== The task ==
Output the data below line for line, exactly, up to and including the line where "201L220 188L160 199L95" appears.

== Data excerpts ==
[Start of Attachment]
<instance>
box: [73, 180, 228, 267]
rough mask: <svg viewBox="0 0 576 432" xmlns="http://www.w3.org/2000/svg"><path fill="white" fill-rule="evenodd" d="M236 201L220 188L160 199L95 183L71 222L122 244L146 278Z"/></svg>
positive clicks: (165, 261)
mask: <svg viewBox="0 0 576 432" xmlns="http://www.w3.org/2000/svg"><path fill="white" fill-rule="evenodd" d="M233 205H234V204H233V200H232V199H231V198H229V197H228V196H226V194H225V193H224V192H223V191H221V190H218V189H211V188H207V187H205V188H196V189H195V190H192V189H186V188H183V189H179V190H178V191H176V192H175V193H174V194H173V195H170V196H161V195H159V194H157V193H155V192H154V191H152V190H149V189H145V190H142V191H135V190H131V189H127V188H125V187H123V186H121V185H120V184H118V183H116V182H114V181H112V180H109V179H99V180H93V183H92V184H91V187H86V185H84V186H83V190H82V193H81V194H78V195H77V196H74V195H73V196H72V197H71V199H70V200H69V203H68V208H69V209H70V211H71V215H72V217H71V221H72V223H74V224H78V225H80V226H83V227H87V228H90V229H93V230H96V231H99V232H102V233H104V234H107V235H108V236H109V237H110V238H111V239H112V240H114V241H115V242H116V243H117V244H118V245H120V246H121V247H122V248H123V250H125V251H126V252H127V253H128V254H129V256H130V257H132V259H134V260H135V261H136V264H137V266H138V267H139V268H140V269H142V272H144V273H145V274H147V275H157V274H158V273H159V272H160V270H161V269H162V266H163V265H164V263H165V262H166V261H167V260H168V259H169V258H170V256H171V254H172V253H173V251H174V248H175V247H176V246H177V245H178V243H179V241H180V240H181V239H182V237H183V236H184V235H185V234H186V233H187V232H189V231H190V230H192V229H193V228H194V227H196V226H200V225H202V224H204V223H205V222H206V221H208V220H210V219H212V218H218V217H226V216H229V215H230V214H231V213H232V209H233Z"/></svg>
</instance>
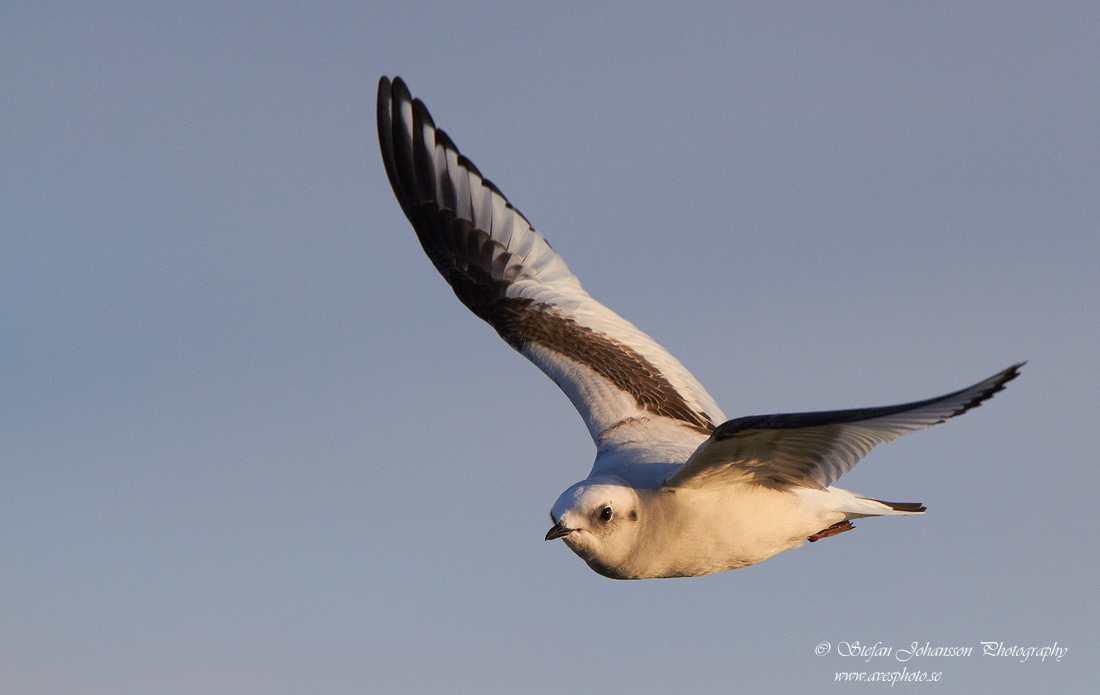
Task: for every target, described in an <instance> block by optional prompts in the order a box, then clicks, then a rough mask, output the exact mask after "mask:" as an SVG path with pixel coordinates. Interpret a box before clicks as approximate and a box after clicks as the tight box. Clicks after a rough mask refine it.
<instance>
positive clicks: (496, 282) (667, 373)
mask: <svg viewBox="0 0 1100 695" xmlns="http://www.w3.org/2000/svg"><path fill="white" fill-rule="evenodd" d="M377 120H378V142H379V146H381V150H382V158H383V162H384V164H385V168H386V174H387V176H388V177H389V183H390V185H392V186H393V189H394V195H395V196H396V197H397V200H398V202H399V203H400V206H401V209H403V210H404V211H405V214H406V217H408V219H409V222H411V224H412V228H414V229H415V230H416V233H417V238H418V239H419V240H420V244H421V246H422V247H423V250H425V253H426V254H427V255H428V257H429V258H430V260H431V262H432V264H433V265H434V266H436V269H438V271H439V273H440V274H441V275H442V276H443V277H444V278H445V279H447V282H448V283H449V284H450V285H451V288H452V289H453V290H454V294H455V295H456V296H458V297H459V299H460V300H461V301H462V304H464V305H465V306H466V307H467V308H469V309H470V310H471V311H473V312H474V313H475V315H477V316H478V317H480V318H482V319H483V320H485V321H486V322H488V323H489V324H491V326H492V327H493V328H494V329H496V331H497V333H499V334H500V337H502V338H503V339H504V340H505V341H506V342H507V343H508V344H509V345H511V346H513V348H515V349H516V350H518V351H519V352H520V353H522V354H524V355H525V356H527V357H528V358H529V360H530V361H531V362H533V363H535V364H536V365H538V366H539V367H540V368H541V369H542V371H543V372H546V373H547V374H548V375H549V376H550V378H552V379H553V380H554V382H555V383H557V384H558V385H559V386H560V387H561V389H562V390H563V391H565V394H566V396H569V398H570V400H572V402H573V405H574V407H576V409H577V410H579V411H580V412H581V415H582V417H583V418H584V420H585V423H586V424H587V427H588V431H590V433H591V434H592V438H593V440H595V441H596V443H597V444H599V443H601V442H602V440H604V439H606V434H607V433H608V432H609V431H610V430H613V429H615V428H616V427H618V426H619V424H621V423H624V422H627V421H631V422H638V421H643V422H646V423H647V424H646V426H647V428H648V429H647V435H648V437H649V439H650V441H651V442H653V441H656V442H657V443H659V442H660V441H661V438H662V437H663V438H665V439H669V440H676V441H681V440H683V431H684V430H690V431H691V433H692V437H694V438H701V437H705V435H707V434H709V433H711V432H712V431H713V430H714V427H715V423H717V422H720V421H722V420H723V419H724V417H723V415H722V410H720V409H719V408H718V406H717V404H715V402H714V399H712V398H711V396H709V395H708V394H707V393H706V390H705V389H704V388H703V387H702V386H701V385H700V384H698V382H696V380H695V378H694V377H693V376H692V375H691V374H690V373H689V372H687V369H686V368H684V367H683V365H681V364H680V363H679V362H678V361H676V360H675V358H674V357H672V355H670V354H669V353H668V352H667V351H665V350H664V349H662V348H661V346H660V345H658V344H657V343H656V342H654V341H653V340H652V339H650V338H649V337H648V335H646V334H645V333H642V332H641V331H640V330H638V329H637V328H636V327H635V326H634V324H631V323H629V322H628V321H626V320H624V319H623V318H620V317H619V316H618V315H616V313H615V312H613V311H610V310H609V309H607V308H606V307H604V306H603V305H601V304H599V302H597V301H596V300H594V299H592V297H590V296H588V294H587V293H585V291H584V289H583V288H582V287H581V283H580V282H579V280H577V279H576V277H575V276H574V275H573V274H572V273H571V272H570V269H569V267H568V266H566V265H565V262H564V261H563V260H562V258H561V256H559V255H558V254H557V253H555V252H554V251H553V250H552V249H551V247H550V244H549V243H547V241H546V239H544V238H543V236H542V235H541V234H540V233H539V232H537V231H536V230H535V229H533V228H532V227H531V225H530V223H529V222H528V221H527V219H526V218H525V217H524V216H522V214H521V213H520V212H519V211H518V210H517V209H516V208H515V207H513V206H511V205H510V203H509V202H508V200H507V198H505V197H504V195H503V194H502V192H500V190H499V189H498V188H497V187H496V186H494V185H493V184H492V183H491V181H488V180H487V179H485V178H484V177H483V176H482V174H481V172H478V170H477V168H476V167H475V166H474V165H473V164H472V163H471V162H470V161H469V159H467V158H466V157H464V156H463V155H462V154H461V153H460V152H459V150H458V147H455V146H454V143H453V142H452V140H451V139H450V137H449V136H448V135H447V133H445V132H443V131H442V130H439V129H437V128H436V124H434V122H433V121H432V118H431V115H430V114H429V113H428V109H427V108H426V107H425V106H423V103H422V102H420V100H418V99H412V98H411V96H410V95H409V91H408V88H407V87H406V86H405V82H404V81H403V80H401V79H400V78H399V77H398V78H394V80H393V81H390V80H389V79H387V78H385V77H383V78H382V79H381V80H379V81H378V110H377ZM692 441H697V440H692ZM692 446H694V443H693V444H692Z"/></svg>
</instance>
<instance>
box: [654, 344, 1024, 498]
mask: <svg viewBox="0 0 1100 695" xmlns="http://www.w3.org/2000/svg"><path fill="white" fill-rule="evenodd" d="M1023 364H1024V363H1020V364H1015V365H1013V366H1011V367H1009V368H1008V369H1005V371H1003V372H1001V373H1000V374H997V375H996V376H992V377H990V378H988V379H986V380H985V382H981V383H978V384H975V385H974V386H971V387H970V388H964V389H963V390H959V391H955V393H954V394H947V395H946V396H941V397H938V398H930V399H928V400H920V401H916V402H910V404H903V405H900V406H887V407H883V408H861V409H857V410H832V411H826V412H796V413H789V415H763V416H751V417H747V418H738V419H736V420H730V421H728V422H724V423H723V424H719V426H718V427H717V428H716V429H715V430H714V432H713V433H712V434H711V438H709V439H707V440H706V441H705V442H703V444H702V445H700V448H698V449H697V450H695V453H694V454H692V456H691V459H689V460H687V462H686V463H684V465H683V466H681V467H680V468H678V470H676V471H675V472H674V473H673V474H672V475H670V476H669V478H668V479H667V481H665V482H664V485H665V486H667V487H702V486H707V485H723V484H734V483H752V484H757V485H764V486H768V487H777V488H785V487H798V486H801V487H815V488H825V487H827V486H829V485H832V484H833V482H834V481H836V479H837V478H838V477H840V476H842V475H844V474H845V473H847V472H848V471H850V470H851V467H853V466H854V465H856V463H858V462H859V460H860V459H862V457H864V456H866V455H867V454H868V453H869V452H870V451H871V449H873V448H875V446H876V445H877V444H881V443H884V442H889V441H891V440H894V439H898V438H899V437H901V435H902V434H909V433H910V432H915V431H916V430H923V429H925V428H930V427H932V426H933V424H938V423H939V422H943V421H945V420H949V419H950V418H954V417H955V416H958V415H963V413H964V412H966V411H967V410H970V409H971V408H977V407H978V406H979V405H981V402H982V401H985V400H987V399H988V398H991V397H992V396H993V394H996V393H997V391H999V390H1001V389H1003V388H1004V385H1005V384H1007V383H1008V382H1010V380H1012V379H1014V378H1015V377H1016V376H1018V375H1019V374H1020V367H1022V366H1023Z"/></svg>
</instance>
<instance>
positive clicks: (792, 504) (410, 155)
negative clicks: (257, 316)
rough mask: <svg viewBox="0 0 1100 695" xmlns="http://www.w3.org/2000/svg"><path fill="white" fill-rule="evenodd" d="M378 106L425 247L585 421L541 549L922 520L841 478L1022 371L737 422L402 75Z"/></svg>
mask: <svg viewBox="0 0 1100 695" xmlns="http://www.w3.org/2000/svg"><path fill="white" fill-rule="evenodd" d="M377 109H378V110H377V119H378V142H379V145H381V147H382V158H383V162H384V164H385V167H386V174H387V176H388V177H389V183H390V185H392V186H393V189H394V195H395V196H396V197H397V201H398V202H399V203H400V207H401V209H403V210H404V211H405V214H406V217H407V218H408V220H409V222H411V224H412V228H414V229H415V230H416V234H417V238H418V239H419V240H420V245H421V246H422V247H423V251H425V253H426V254H427V255H428V257H429V258H430V260H431V262H432V264H433V265H434V266H436V269H437V271H439V273H440V274H441V275H442V276H443V278H444V279H445V280H447V282H448V283H449V284H450V286H451V288H452V289H453V290H454V294H455V295H456V296H458V298H459V299H460V300H461V301H462V304H463V305H465V306H466V308H469V309H470V310H471V311H473V312H474V313H475V315H476V316H477V317H480V318H481V319H483V320H484V321H486V322H487V323H488V324H489V326H492V327H493V328H494V329H496V332H497V333H498V334H499V335H500V338H503V339H504V340H505V342H507V343H508V344H509V345H511V346H513V348H514V349H515V350H517V351H518V352H519V353H521V354H522V355H524V356H526V357H527V358H528V360H530V361H531V362H533V363H535V364H536V366H538V367H539V368H540V369H542V371H543V372H544V373H546V374H547V375H548V376H549V377H550V378H551V379H553V382H554V383H555V384H558V386H559V387H560V388H561V389H562V390H563V391H564V393H565V395H566V396H568V397H569V399H570V400H571V401H572V404H573V406H574V407H575V408H576V409H577V411H579V412H580V413H581V417H582V418H583V419H584V423H585V424H586V426H587V428H588V433H590V434H591V435H592V440H593V442H595V445H596V459H595V462H594V463H593V465H592V472H591V473H590V474H588V477H587V478H585V479H583V481H581V482H580V483H576V484H575V485H573V486H571V487H570V488H569V489H566V490H565V492H564V493H562V494H561V496H560V497H558V500H557V501H555V503H554V505H553V508H552V509H551V511H550V520H551V522H552V523H553V527H552V528H551V529H550V531H549V532H547V534H546V540H548V541H549V540H553V539H558V538H560V539H562V540H563V541H564V542H565V544H566V545H569V548H570V549H571V550H572V551H573V552H575V553H576V554H577V555H580V556H581V558H582V559H583V560H584V561H585V562H586V563H587V564H588V566H590V567H592V569H593V570H594V571H596V572H597V573H599V574H602V575H604V576H607V577H612V578H616V580H640V578H648V577H682V576H698V575H704V574H711V573H714V572H724V571H726V570H733V569H736V567H744V566H747V565H751V564H755V563H758V562H760V561H762V560H766V559H768V558H770V556H772V555H774V554H775V553H779V552H782V551H784V550H790V549H792V548H798V547H800V545H802V544H803V543H804V542H805V541H810V542H814V541H817V540H821V539H823V538H827V537H831V536H835V534H837V533H842V532H844V531H848V530H851V529H853V528H854V527H853V525H851V520H853V519H859V518H862V517H877V516H889V515H915V514H923V512H924V510H925V508H924V506H922V505H921V504H917V503H891V501H882V500H879V499H871V498H868V497H862V496H860V495H856V494H854V493H850V492H848V490H845V489H842V488H839V487H834V486H833V483H834V482H836V479H837V478H839V477H840V476H842V475H843V474H844V473H847V472H848V471H849V470H850V468H851V467H853V466H854V465H856V463H857V462H858V461H859V460H860V459H862V457H864V456H866V455H867V454H868V453H869V452H870V451H871V449H873V448H875V446H876V445H877V444H881V443H884V442H889V441H891V440H894V439H898V438H899V437H901V435H902V434H908V433H910V432H915V431H916V430H923V429H926V428H930V427H932V426H933V424H937V423H939V422H944V421H945V420H948V419H950V418H954V417H956V416H959V415H961V413H964V412H966V411H968V410H970V409H972V408H976V407H978V406H979V405H980V404H981V402H983V401H985V400H987V399H988V398H990V397H992V395H993V394H996V393H998V391H1000V390H1001V389H1003V388H1004V385H1005V384H1007V383H1008V382H1010V380H1011V379H1013V378H1015V377H1016V376H1018V374H1019V373H1020V367H1022V366H1023V364H1024V363H1019V364H1014V365H1013V366H1011V367H1009V368H1008V369H1004V371H1003V372H1001V373H999V374H997V375H994V376H992V377H990V378H988V379H986V380H983V382H979V383H978V384H975V385H974V386H970V387H969V388H964V389H961V390H958V391H955V393H952V394H947V395H946V396H939V397H937V398H930V399H927V400H919V401H915V402H908V404H903V405H898V406H886V407H880V408H862V409H855V410H833V411H824V412H796V413H785V415H764V416H749V417H742V418H737V419H734V420H726V418H725V416H724V415H723V413H722V410H720V409H719V408H718V405H717V404H716V402H715V401H714V399H713V398H711V396H709V395H708V394H707V393H706V390H705V389H704V388H703V387H702V386H701V385H700V383H698V382H696V380H695V378H694V377H693V376H692V375H691V374H690V373H689V372H687V369H686V368H684V366H683V365H682V364H680V363H679V362H678V361H676V360H675V358H674V357H673V356H672V355H670V354H669V353H668V352H665V351H664V349H663V348H661V346H660V345H658V344H657V343H656V342H654V341H653V340H652V339H651V338H649V335H647V334H646V333H643V332H641V331H640V330H638V329H637V328H636V327H635V326H634V324H632V323H630V322H628V321H626V320H625V319H623V318H621V317H619V316H618V315H617V313H615V312H614V311H612V310H610V309H608V308H606V307H605V306H603V305H602V304H599V302H598V301H596V300H595V299H593V298H592V297H590V296H588V294H587V293H586V291H584V289H583V288H582V287H581V283H580V280H577V278H576V276H575V275H573V274H572V273H571V272H570V271H569V267H568V266H566V265H565V262H564V261H563V260H562V258H561V256H560V255H558V254H557V253H555V252H554V251H553V250H552V249H551V247H550V244H549V243H547V241H546V239H544V238H543V236H542V234H540V233H539V232H537V231H536V230H535V229H533V228H532V227H531V224H530V223H529V222H528V221H527V218H525V217H524V216H522V214H521V213H520V212H519V210H517V209H516V208H515V207H514V206H513V205H511V203H510V202H508V200H507V198H505V197H504V194H502V192H500V190H499V189H498V188H497V187H496V186H494V185H493V184H492V183H491V181H489V180H488V179H487V178H485V177H483V176H482V175H481V173H480V172H478V170H477V167H475V166H474V165H473V163H472V162H470V159H467V158H466V157H464V156H463V155H462V154H461V153H460V152H459V150H458V147H455V146H454V143H453V142H452V141H451V139H450V137H449V136H448V135H447V133H444V132H443V131H442V130H440V129H438V128H436V125H434V123H433V121H432V119H431V115H430V114H429V113H428V109H427V108H426V107H425V106H423V103H422V102H421V101H420V100H419V99H414V98H411V96H410V93H409V90H408V87H406V85H405V82H404V81H403V80H401V79H400V78H399V77H395V78H394V79H393V81H390V80H389V79H388V78H386V77H383V78H382V79H381V80H379V81H378V107H377Z"/></svg>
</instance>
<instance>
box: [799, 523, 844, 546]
mask: <svg viewBox="0 0 1100 695" xmlns="http://www.w3.org/2000/svg"><path fill="white" fill-rule="evenodd" d="M854 528H856V527H854V526H851V521H837V522H836V523H834V525H833V526H831V527H828V528H827V529H823V530H821V531H817V532H816V533H814V534H813V536H811V537H810V538H807V539H806V540H807V541H810V542H811V543H814V542H816V541H820V540H821V539H823V538H828V537H829V536H836V534H837V533H844V532H845V531H850V530H851V529H854Z"/></svg>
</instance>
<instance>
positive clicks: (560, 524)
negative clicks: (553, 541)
mask: <svg viewBox="0 0 1100 695" xmlns="http://www.w3.org/2000/svg"><path fill="white" fill-rule="evenodd" d="M575 530H576V529H570V528H565V527H564V526H562V525H561V521H559V522H558V523H554V525H553V528H551V529H550V530H549V531H547V537H546V540H548V541H552V540H553V539H555V538H561V537H562V536H569V534H570V533H572V532H573V531H575Z"/></svg>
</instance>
[End of Attachment]
== Reply to the task ==
<instance>
box: [73, 180, 228, 267]
rough mask: <svg viewBox="0 0 576 432" xmlns="http://www.w3.org/2000/svg"><path fill="white" fill-rule="evenodd" d="M236 201L220 188L160 199L95 183L71 222L122 244L146 278Z"/></svg>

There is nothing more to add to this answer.